Dataset records about object locations >>
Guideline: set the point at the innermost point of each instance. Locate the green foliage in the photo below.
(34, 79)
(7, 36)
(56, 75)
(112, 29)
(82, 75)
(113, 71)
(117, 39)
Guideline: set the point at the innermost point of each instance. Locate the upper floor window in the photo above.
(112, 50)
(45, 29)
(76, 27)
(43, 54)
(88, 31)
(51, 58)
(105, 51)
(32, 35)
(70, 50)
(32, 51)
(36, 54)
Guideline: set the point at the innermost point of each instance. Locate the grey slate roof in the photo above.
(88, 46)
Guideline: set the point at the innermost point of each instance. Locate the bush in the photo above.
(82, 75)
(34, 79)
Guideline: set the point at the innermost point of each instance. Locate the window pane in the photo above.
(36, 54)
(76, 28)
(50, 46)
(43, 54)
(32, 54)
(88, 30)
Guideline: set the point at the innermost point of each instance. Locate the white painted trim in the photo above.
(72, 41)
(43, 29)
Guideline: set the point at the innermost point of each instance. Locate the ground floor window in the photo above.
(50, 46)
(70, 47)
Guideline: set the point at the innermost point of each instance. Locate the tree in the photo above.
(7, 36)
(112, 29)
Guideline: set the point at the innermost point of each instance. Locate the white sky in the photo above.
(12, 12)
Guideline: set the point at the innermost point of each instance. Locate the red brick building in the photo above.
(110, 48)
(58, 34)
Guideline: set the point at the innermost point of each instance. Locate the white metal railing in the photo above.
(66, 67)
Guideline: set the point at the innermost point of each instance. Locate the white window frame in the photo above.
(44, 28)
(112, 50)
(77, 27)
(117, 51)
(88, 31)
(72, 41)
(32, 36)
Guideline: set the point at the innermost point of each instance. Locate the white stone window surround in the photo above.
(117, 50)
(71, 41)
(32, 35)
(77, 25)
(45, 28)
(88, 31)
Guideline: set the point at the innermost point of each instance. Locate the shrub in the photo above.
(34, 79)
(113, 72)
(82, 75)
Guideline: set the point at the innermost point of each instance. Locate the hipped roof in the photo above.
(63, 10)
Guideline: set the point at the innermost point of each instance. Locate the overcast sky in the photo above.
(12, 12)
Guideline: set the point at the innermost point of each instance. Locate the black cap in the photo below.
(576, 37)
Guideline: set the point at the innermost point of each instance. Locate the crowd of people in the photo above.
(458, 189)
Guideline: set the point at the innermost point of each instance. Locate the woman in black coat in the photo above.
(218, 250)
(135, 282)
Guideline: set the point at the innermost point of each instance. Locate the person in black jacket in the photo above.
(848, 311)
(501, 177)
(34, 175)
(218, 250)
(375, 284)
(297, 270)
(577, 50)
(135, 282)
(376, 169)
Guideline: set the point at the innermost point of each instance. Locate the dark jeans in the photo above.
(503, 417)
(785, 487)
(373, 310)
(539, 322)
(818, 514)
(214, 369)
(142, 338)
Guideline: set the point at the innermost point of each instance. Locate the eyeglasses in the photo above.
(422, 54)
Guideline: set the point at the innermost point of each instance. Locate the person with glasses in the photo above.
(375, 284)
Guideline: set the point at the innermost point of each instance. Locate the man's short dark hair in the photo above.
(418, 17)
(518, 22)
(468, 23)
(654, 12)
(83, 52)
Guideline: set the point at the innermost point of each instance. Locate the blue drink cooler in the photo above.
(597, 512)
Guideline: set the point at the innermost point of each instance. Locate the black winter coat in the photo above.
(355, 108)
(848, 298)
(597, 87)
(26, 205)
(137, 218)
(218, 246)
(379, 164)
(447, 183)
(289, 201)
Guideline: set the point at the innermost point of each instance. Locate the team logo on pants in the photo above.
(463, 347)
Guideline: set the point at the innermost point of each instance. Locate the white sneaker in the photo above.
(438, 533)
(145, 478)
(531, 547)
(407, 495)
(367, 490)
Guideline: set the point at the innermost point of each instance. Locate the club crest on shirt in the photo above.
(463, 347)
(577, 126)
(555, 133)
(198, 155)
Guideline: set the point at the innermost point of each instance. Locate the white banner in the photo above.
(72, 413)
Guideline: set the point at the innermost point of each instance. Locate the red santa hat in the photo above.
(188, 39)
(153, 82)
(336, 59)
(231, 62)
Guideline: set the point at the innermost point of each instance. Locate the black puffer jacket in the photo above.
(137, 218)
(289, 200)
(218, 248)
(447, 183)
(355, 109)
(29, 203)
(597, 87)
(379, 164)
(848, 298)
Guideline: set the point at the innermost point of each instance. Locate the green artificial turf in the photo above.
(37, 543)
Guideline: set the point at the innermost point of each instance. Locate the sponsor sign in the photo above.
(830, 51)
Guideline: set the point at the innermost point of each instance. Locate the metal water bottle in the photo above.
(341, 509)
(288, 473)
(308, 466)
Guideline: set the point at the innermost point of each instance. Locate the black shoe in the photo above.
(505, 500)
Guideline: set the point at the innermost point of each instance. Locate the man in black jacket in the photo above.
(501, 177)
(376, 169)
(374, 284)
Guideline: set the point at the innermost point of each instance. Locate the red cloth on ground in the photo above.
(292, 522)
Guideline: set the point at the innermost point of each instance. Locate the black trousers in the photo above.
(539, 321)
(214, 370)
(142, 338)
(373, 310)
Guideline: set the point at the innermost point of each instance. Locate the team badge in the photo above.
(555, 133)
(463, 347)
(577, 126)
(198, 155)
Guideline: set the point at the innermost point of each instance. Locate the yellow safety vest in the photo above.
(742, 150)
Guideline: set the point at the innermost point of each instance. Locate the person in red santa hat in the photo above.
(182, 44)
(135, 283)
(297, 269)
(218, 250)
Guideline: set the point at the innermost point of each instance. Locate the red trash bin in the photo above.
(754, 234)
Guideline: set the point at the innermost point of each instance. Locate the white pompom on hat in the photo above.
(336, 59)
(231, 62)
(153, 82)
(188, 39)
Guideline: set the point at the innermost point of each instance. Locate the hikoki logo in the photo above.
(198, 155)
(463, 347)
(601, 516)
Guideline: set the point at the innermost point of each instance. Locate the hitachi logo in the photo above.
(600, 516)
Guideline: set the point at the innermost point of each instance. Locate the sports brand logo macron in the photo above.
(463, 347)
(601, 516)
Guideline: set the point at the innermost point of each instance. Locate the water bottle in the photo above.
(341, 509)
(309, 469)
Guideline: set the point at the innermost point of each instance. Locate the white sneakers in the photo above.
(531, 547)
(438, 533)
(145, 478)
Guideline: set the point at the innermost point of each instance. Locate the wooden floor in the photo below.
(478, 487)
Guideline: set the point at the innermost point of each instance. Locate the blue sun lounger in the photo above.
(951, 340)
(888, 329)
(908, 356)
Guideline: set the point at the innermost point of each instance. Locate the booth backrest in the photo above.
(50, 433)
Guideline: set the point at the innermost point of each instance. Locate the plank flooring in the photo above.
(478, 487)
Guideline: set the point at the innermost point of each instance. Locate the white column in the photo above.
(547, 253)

Exercise directions >> Every record above should be copied exactly.

Reply to the task >>
Guideline: set the point at the innermost point of each instance. Locate the green foliage in the photo below.
(34, 79)
(7, 36)
(56, 75)
(112, 29)
(82, 75)
(113, 71)
(117, 39)
Guideline: set the point at the innermost point of each instance. Locate the upper floor window in the photo above.
(112, 50)
(45, 29)
(76, 27)
(43, 54)
(88, 31)
(51, 58)
(105, 51)
(32, 35)
(70, 50)
(32, 51)
(36, 54)
Guideline: set the point at the innermost point of each instance. Locate the grey slate roof in the photo above.
(88, 46)
Guideline: set the point at the innermost point of each instance. Locate the bush in the photo above.
(82, 75)
(34, 79)
Guideline: set the point at the innermost point of each instance. Locate the window pane in the photo above.
(36, 54)
(76, 28)
(50, 46)
(43, 54)
(32, 54)
(88, 30)
Guideline: set the point at the innermost point of each instance. Locate the white painted trim in the photo above.
(72, 41)
(43, 29)
Guideline: set the point at the innermost point of each instance. Locate the ground floor window in the photo above.
(50, 46)
(70, 47)
Guideline: set the point at the innermost point of each instance. Locate the tree in the photo above.
(7, 36)
(112, 29)
Guideline: set the point at the innermost point of each instance. Locate the white sky in the photo above.
(12, 12)
Guideline: set the point at the innermost point of each instance. Locate the red brick building in the photo above.
(110, 48)
(58, 34)
Guideline: set the point at the innermost point of each instance. Locate the white metal railing in the photo above.
(66, 67)
Guideline: set the point at the innermost point of each instance. Locate the white window frame in the photo above.
(44, 28)
(112, 50)
(77, 27)
(117, 51)
(88, 31)
(72, 41)
(32, 36)
Guideline: set the point at the innermost point of each instance. Locate the white stone window surround in the photo above.
(117, 50)
(71, 41)
(32, 35)
(77, 25)
(45, 28)
(88, 31)
Guideline: set the point at the innermost point of each instance. Locate the shrub in the photo above.
(34, 79)
(113, 72)
(82, 75)
Guideline: set the point at the innermost point of each instance. Locate the hipped roof in the photo above.
(63, 10)
Guideline: set the point at the innermost point of each instance. Locate the overcast sky in the photo above.
(12, 12)
Guideline: set the point at the innermost point of each instance. Locate the black cap in the photo below.
(576, 37)
Guideline: set the point at the innermost point of each instance. Locate the crowd of people in the photo above.
(458, 189)
Guideline: set the point at the innermost point of each instance. Locate the woman in black coat in the photo above.
(218, 250)
(135, 282)
Guideline: set the point at the innermost point of each instance. Locate the person in black jacket in the photo above.
(848, 311)
(501, 177)
(34, 175)
(218, 250)
(375, 284)
(297, 270)
(577, 50)
(135, 282)
(376, 169)
Guideline: set the point at the innermost point of each instance. Locate the dark jeans in the photo above.
(503, 417)
(785, 487)
(373, 310)
(539, 322)
(818, 514)
(214, 369)
(142, 338)
Guideline: set the point at the innermost point of each instance. Locate the eyeglasses in the photo above.
(422, 54)
Guideline: set the point at the innermost point of each instance. Locate the person with glasses in the photo above.
(375, 284)
Guideline: set the point at the innermost point of each instance. Locate the man's short dark hair in the photo above.
(418, 17)
(518, 22)
(468, 23)
(654, 12)
(83, 52)
Guideline: set the point at the innermost point of each instance. Locate the blue drink cooler in the photo above.
(597, 512)
Guideline: set the point at the innermost point of each instance. Locate the black winter coat in the photo above.
(355, 108)
(848, 298)
(597, 87)
(26, 205)
(137, 218)
(218, 246)
(379, 164)
(447, 183)
(289, 201)
Guideline: set the point at the innermost point of each instance. Locate the team logo on pants in the photo above.
(463, 347)
Guideline: set the point at the innermost point of each instance. Locate the white sneaker in the photo above.
(438, 533)
(145, 478)
(531, 547)
(407, 495)
(367, 490)
Guideline: set the point at the innermost point of each instance. Locate the club crest on shirt in the photo above.
(463, 347)
(577, 126)
(555, 133)
(198, 155)
Guideline: set the point at the innermost point of each instance. Locate the white banner in the photo above.
(72, 413)
Guideline: set the point at the innermost point of each instance. Locate the red santa hat in the photo above.
(188, 39)
(153, 82)
(336, 59)
(231, 62)
Guideline: set the point at the innermost point of each instance. Locate the black puffer jacket in the photo above.
(137, 218)
(289, 200)
(218, 248)
(447, 183)
(355, 109)
(29, 203)
(597, 87)
(379, 164)
(848, 298)
Guideline: set the point at the innermost point of each instance. Locate the green artificial turf in the photo above.
(37, 543)
Guideline: set the point at the innermost point of each instance. Locate the sponsor sign in the photo above.
(830, 51)
Guideline: set the point at the innermost point of each instance. Locate the metal water bottle in the photo above.
(341, 509)
(288, 473)
(308, 466)
Guideline: set the point at the innermost point of each instance. Locate the black shoe in the photo above.
(505, 500)
Guideline: set the point at the innermost point of each instance. Locate the man in black jacket in the photo above.
(501, 177)
(376, 169)
(374, 284)
Guideline: set the point at the innermost point of each instance. Locate the red cloth on ground in the photo above.
(292, 522)
Guideline: set the point at the innermost point of each instance. Locate the black trousers in the photo above.
(539, 321)
(214, 370)
(142, 338)
(373, 310)
Guideline: set the point at the innermost point of each instance. Locate the team badge in the photo above.
(555, 133)
(463, 347)
(577, 126)
(198, 155)
Guideline: set the point at the innermost point of each instance. Locate the yellow safety vest in the photo above.
(742, 150)
Guideline: set the point at the innermost point of each instance. Locate the person in red santa hat in the photo above.
(182, 44)
(135, 283)
(297, 269)
(218, 250)
Guideline: set the point at the innermost point of each instance. Locate the red trash bin in the photo above.
(754, 234)
Guideline: set the point at the innermost point of each instance. Locate the white pompom on hat in the photo above.
(336, 59)
(231, 62)
(153, 82)
(188, 39)
Guideline: set the point at the innermost point of each instance. Locate the hikoki logo in the photo above.
(198, 155)
(463, 347)
(601, 516)
Guideline: set the point at the innermost point of each instance. Locate the hitachi logo in the photo above.
(600, 516)
Guideline: set the point at the innermost point of each instance. Locate the sports brand logo macron in the photo above.
(463, 347)
(601, 516)
Guideline: set the point at the innermost point of each instance. Locate the water bottle in the photo above.
(341, 509)
(309, 469)
Guideline: set the point at the innermost point of each instance. Locate the white sneakers in the photo above.
(531, 547)
(438, 533)
(145, 478)
Guideline: set the point at the innermost point of each instance. Locate the wooden floor in the photo below.
(478, 487)
Guideline: set the point at the innermost point of each instance. Locate the blue sun lounger in the photo above.
(951, 340)
(888, 329)
(908, 356)
Guideline: set the point at the innermost point of each instance. Locate the booth backrest in the photo above.
(50, 433)
Guideline: set the point at the innermost point of each instance. Locate the plank flooring in the photo above.
(478, 487)
Guideline: set the point at the innermost point of each instance. Locate the white column in the photo above.
(547, 253)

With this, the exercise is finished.